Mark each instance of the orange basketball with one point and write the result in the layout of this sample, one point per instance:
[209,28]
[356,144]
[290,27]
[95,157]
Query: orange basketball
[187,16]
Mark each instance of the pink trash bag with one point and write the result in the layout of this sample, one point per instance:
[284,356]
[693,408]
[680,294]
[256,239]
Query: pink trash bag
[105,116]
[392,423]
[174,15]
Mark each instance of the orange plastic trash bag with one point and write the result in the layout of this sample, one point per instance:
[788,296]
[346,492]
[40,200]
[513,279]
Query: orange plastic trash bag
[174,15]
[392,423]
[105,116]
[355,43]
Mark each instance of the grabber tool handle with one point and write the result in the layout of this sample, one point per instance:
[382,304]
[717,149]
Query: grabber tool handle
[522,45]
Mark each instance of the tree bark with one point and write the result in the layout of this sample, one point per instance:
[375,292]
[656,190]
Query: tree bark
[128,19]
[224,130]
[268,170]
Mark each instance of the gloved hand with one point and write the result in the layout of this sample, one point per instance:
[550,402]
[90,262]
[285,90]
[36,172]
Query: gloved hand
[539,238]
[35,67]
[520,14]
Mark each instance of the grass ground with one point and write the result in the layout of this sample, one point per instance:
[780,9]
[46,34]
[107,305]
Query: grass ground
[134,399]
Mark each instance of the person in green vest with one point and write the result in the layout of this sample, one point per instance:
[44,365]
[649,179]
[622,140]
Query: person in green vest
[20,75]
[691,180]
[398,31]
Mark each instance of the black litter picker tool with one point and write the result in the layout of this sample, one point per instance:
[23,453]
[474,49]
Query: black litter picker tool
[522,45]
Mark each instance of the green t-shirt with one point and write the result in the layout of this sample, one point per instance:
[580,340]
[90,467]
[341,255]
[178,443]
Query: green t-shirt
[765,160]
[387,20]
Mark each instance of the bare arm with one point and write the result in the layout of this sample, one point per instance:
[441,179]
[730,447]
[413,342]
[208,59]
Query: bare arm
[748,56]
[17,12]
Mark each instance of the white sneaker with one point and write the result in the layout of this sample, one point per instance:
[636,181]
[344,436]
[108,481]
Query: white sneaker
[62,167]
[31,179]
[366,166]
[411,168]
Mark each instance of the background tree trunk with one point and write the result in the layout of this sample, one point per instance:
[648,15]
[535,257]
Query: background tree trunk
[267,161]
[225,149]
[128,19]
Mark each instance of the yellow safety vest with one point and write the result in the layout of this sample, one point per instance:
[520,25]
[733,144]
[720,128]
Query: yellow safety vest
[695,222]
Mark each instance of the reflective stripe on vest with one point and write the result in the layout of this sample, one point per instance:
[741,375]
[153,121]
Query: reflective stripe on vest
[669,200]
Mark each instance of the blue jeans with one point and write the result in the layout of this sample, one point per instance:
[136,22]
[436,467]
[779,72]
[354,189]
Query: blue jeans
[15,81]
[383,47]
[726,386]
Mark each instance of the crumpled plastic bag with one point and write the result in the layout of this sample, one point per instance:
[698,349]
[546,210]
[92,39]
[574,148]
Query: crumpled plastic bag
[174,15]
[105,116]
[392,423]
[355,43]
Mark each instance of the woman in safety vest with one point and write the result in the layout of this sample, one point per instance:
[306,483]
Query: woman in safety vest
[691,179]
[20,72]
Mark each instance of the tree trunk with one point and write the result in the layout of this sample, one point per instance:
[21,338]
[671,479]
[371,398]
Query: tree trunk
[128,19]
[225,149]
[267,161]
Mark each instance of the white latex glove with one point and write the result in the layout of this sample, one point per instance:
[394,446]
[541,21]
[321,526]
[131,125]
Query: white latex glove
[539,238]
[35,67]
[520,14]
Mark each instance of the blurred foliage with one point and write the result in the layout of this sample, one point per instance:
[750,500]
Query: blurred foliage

### Action item
Your task is to restate the material above word for word.

### Response
Mark each instance of the orange basketball with one point and write the result in the layout of this sample, one point per instance:
[209,28]
[356,144]
[290,27]
[95,157]
Query: orange basketball
[187,16]
Mark each instance of the pink trash bag with one point and write the result in the layout of this sample, one point per instance:
[284,356]
[693,408]
[680,294]
[256,239]
Query: pink trash bag
[105,116]
[392,423]
[174,15]
Mark each instance of the orange plastic trash bag with one point and write the result in the layout of this sample, one point per instance:
[788,296]
[346,492]
[40,200]
[513,279]
Query: orange plastic trash bag
[174,15]
[392,423]
[105,116]
[355,43]
Mark each instance of the grabber tool handle with one point and write the result in the layout of this sample, one point per instance:
[382,304]
[717,149]
Query: grabber tool handle
[522,45]
Mark each instance of the tree bark with one point and write the result in the layout of this sample, one point per instance:
[375,292]
[656,190]
Query: tree bark
[128,19]
[224,130]
[268,170]
Mark each instance of the gloved hand with one point and write the result in the layout of this sample, one point per instance:
[550,402]
[90,262]
[285,90]
[36,172]
Query: gloved hand
[539,238]
[35,67]
[520,14]
Mark each instance of the grass ground with one point and write the result in the layout of this sample, one point per instance:
[780,9]
[46,34]
[107,305]
Query: grass ground
[134,399]
Mark each instance of the person in green vest with one point and write the result in the layout of this sample, one point per instance:
[44,365]
[649,179]
[622,140]
Query: person in green vest
[20,75]
[691,180]
[398,31]
Mark each instance of the black litter picker tool with one point and write the result in the layout of this sample, one point per instance:
[23,453]
[474,49]
Query: black litter picker tool
[522,45]
Mark each instance of the green t-shirt with one point and write the result in the layout of this sample, one point per instance:
[580,340]
[90,467]
[341,255]
[178,443]
Query: green t-shirt
[765,160]
[387,20]
Mark each instance of the bare arm with one point and write the result in the layout of this sample, one point per instance:
[441,179]
[730,447]
[413,342]
[208,59]
Query: bare arm
[748,56]
[17,12]
Mark each instance of the white sneaker with one point and write the result in the layout of this sample, one point per instance:
[636,181]
[344,436]
[108,481]
Query: white sneaker
[62,167]
[31,179]
[366,166]
[411,168]
Mark each instance of the background tree trunk with one point and write the result in the layout of this sample, one point per instance:
[648,15]
[535,257]
Query: background tree trunk
[267,161]
[225,149]
[128,19]
Mark each instance of the yellow safety vest with one point and write the result in the layout of this sample, one point per instance:
[520,25]
[733,144]
[720,128]
Query: yellow safety vest
[695,222]
Mark each instance of the reflective stripe on vest with one point and write the result in the layout of this sample, one point per instance:
[741,375]
[153,121]
Query: reflective stripe on vest
[669,200]
Mark each instance of the blue jeans with one point and write the result in the layout of this sample, one point per instance:
[136,22]
[436,467]
[779,72]
[354,189]
Query: blue jeans
[15,81]
[383,47]
[726,386]
Mark each instance of the crumpled plastic bag with one point and write the result in the layout of this sample, one point per instance:
[698,349]
[546,210]
[92,39]
[574,148]
Query: crumpled plastic bag
[174,15]
[105,116]
[392,423]
[355,43]
Mark each instance of the woman in safety vest with one point and write the result in the layout of this sample, one point per instance:
[306,483]
Query: woman in safety vest
[691,179]
[20,72]
Mark each instance of the tree trunk with one point and write the result in the layout of this sample, one point per instance:
[21,338]
[671,479]
[371,398]
Query: tree trunk
[128,19]
[225,149]
[267,161]
Mark each instance of the white latex glove with one point and write the result in the layout of this sample, one point per instance:
[394,446]
[541,21]
[321,526]
[131,125]
Query: white latex glove
[539,238]
[35,67]
[520,14]
Mark each instance of the blurred foliage with one point and write the result in the layout of this sample, one point per instance:
[750,500]
Query: blurred foliage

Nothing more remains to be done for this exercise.